An answer that reproduces all the entries exactly is what is needed.

Natural-language object grounding data
+-------+
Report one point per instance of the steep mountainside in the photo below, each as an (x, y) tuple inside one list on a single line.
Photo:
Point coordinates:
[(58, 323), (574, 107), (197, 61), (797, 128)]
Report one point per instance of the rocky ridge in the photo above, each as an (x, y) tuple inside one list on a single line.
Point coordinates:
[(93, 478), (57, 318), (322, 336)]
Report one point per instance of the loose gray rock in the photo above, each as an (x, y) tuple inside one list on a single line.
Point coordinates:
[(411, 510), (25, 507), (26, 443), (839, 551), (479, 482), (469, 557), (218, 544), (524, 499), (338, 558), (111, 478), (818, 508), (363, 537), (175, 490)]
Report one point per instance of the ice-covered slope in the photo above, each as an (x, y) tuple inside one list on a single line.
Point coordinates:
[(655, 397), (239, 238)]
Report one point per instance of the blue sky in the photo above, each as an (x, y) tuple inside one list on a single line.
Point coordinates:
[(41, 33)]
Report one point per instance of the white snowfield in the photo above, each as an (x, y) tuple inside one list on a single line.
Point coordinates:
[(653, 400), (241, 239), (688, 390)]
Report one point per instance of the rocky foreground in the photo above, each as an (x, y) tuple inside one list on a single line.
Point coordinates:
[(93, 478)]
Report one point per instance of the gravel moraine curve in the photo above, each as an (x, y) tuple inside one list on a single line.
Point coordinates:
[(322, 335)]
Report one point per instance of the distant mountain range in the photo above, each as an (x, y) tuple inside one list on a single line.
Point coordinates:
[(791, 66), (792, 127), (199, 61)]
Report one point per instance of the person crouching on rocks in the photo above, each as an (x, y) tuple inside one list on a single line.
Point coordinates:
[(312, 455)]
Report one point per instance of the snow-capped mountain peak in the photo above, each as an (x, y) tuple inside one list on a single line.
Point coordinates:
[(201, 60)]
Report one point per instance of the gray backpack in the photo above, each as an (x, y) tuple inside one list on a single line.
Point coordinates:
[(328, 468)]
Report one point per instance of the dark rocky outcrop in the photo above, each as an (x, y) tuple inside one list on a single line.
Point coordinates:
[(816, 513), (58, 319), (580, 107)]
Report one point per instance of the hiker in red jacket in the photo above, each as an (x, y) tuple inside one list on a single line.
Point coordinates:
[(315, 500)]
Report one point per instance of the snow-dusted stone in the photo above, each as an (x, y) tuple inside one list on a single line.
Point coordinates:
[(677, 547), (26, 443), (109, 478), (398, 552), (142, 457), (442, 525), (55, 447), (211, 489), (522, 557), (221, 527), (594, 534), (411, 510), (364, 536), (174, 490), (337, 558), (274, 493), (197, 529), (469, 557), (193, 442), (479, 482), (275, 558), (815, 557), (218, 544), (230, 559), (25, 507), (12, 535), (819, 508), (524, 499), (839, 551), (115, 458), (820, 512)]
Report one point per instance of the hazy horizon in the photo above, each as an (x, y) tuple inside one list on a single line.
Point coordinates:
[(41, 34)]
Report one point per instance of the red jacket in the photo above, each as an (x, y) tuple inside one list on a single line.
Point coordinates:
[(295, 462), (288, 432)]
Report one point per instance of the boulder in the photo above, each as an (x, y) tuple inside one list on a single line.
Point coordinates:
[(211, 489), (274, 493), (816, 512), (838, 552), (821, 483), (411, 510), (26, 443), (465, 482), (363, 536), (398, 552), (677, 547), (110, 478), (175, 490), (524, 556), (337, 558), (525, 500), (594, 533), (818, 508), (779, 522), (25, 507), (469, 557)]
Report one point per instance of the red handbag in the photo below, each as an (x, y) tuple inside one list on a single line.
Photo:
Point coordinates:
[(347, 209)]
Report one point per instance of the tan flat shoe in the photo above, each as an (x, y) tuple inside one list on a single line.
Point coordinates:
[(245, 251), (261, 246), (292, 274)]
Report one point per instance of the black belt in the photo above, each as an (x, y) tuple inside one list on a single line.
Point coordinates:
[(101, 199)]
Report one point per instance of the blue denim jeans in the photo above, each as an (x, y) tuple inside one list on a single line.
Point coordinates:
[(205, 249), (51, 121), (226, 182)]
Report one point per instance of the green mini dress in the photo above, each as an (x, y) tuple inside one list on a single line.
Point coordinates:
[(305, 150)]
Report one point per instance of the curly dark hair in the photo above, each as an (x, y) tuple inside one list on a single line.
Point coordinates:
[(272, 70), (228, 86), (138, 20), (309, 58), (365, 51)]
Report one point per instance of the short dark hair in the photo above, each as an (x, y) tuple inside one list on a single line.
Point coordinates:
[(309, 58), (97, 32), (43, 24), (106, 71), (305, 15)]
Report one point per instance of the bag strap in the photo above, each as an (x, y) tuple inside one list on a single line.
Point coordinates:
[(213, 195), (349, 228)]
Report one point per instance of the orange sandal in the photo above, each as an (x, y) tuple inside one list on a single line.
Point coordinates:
+-------+
#### EXERCISE SOLUTION
Report one point per instance of the steep mountainside in the photo below, each as an (x, y) tuple inside one list on a single line.
Photo:
Point coordinates:
[(58, 323), (574, 107), (197, 61), (797, 128)]
Report one point per instance of the rocky ridge in the photo above, each as an (x, y) tuple inside one list on a single line.
Point coordinates:
[(93, 478), (57, 318), (322, 336)]
Report one point per instance of the loose gray rock in the photo above, each as an (x, y) tuple inside one list on a single line.
Point coordinates:
[(411, 510), (25, 507), (26, 443), (839, 551), (479, 482), (469, 557), (218, 544), (524, 499), (338, 558), (111, 478), (818, 508), (363, 537), (175, 490)]
Report one point per instance of the ice-covered slope in the photo above, each as an (x, y) tuple inside one list on a single line.
Point coordinates:
[(655, 397), (239, 238)]
Report one point per instance of the blue sky in the photo above, each as an (x, y) tuple inside one list on a single line.
Point coordinates:
[(41, 33)]
Report one point per instance of the white snowfield in the photo above, each as an (x, y) tuple inside one list on a single line.
Point coordinates:
[(653, 400), (241, 239), (688, 390)]
Report one point per instance of the rocky foreground in the photo above, each as an (x, y) tuple inside one list on a single line.
Point coordinates:
[(93, 478)]
Report one point per instance of the gravel moraine curve in the photo above, each as an (x, y) tuple inside one list on a single line.
Point coordinates:
[(322, 335)]
Report one point per instance of the distant mountain range in the photo above, each as an (x, y) tuple inside one list on a single line.
Point coordinates:
[(791, 66), (792, 127), (199, 61)]
Report one point per instance of the person crouching on rocks in the photo above, each as an (x, y) tuple inside one list on a single line.
Point coordinates:
[(312, 455)]
Report one point per instance of the snow-capped mountain peak in the photo above, each as an (x, y) tuple inside one list on a single line.
Point coordinates:
[(201, 60)]
Report one point per instance of the gray backpack in the photo above, each as an (x, y) tuple inside one list on a single line.
Point coordinates:
[(328, 468)]
Report one point per instance of the dark rocky outcrop in the photo above, each as an (x, y) tuple inside one list on a single line.
Point coordinates:
[(816, 513), (58, 319), (580, 107)]
Report one point per instance of the hiker in red jacket in the photo above, each as an (x, y) tuple inside one list on a single line.
Point coordinates:
[(315, 500)]
Report one point per instance of the snow-dusted stone in the photo above, each as an (x, y) tuple inside one list on a single line.
Point coordinates:
[(677, 547), (26, 443), (109, 478), (398, 552), (142, 457), (442, 525), (55, 447), (211, 489), (522, 557), (221, 527), (594, 534), (411, 510), (364, 536), (174, 490), (337, 558), (274, 493), (197, 529), (469, 557), (193, 442), (479, 482), (275, 558), (815, 557), (218, 544), (230, 559), (25, 507), (12, 535), (819, 508), (524, 499), (839, 551), (115, 458), (820, 512)]
Report one point per instance of the hazy horizon in the photo above, each as an (x, y) tuple inside one list on a single line.
Point coordinates:
[(41, 34)]
Report one point per instance of the red jacket in the photo above, each as an (x, y) tuple inside one list on a single line.
Point coordinates:
[(295, 462), (288, 432)]
Report one point per instance of the boulder in the photo above, each as an (x, y) tuple inside one list on a single line.
Point coordinates:
[(211, 489), (274, 493), (816, 512), (838, 552), (821, 483), (411, 510), (26, 443), (465, 482), (363, 536), (398, 552), (677, 547), (110, 478), (175, 490), (524, 556), (337, 558), (525, 500), (594, 533), (818, 508), (779, 522), (25, 507), (469, 557)]
Report one point per instance of the red handbag in the photo below, each as an (x, y) tuple inside one list on a single line.
Photo:
Point coordinates:
[(347, 209)]
Report one point per instance of the tan flat shoe in the photo above, each as an (x, y) tuple inside one list on a single line.
Point coordinates:
[(245, 251), (261, 246), (292, 274)]
Report one point per instance of the black belt in the photo above, each as an (x, y) tuple inside one list on a single line.
Point coordinates:
[(101, 199)]
Report one point per instance of the blue denim jeans in the photo above, each as an (x, y) tuple inside one list on a single line.
Point coordinates:
[(205, 249), (51, 121), (226, 182)]
Report one point per instance of the green mini dress in the photo above, each as an (x, y) tuple inside one list on a single line.
Point coordinates:
[(305, 150)]
Report one point per instance of the curly dark hair in the photo above, each as an (x, y) tuple inside one list on a single line.
Point coordinates:
[(272, 70), (228, 86), (138, 20), (309, 58), (365, 51)]
Report one point per instance of the short dark hair in the photo above, each as an (x, y) tuple inside one list on a single line.
Point coordinates:
[(309, 58), (97, 32), (43, 24), (106, 71), (305, 15)]
Report one point per instance of the bag strap in the photo above, each as an (x, y) tuple inside one list on a single line.
Point coordinates:
[(213, 195), (349, 228)]
Report one point per instance of the orange sandal in the photo above, each as an (x, y) tuple inside one list on a single line.
Point coordinates:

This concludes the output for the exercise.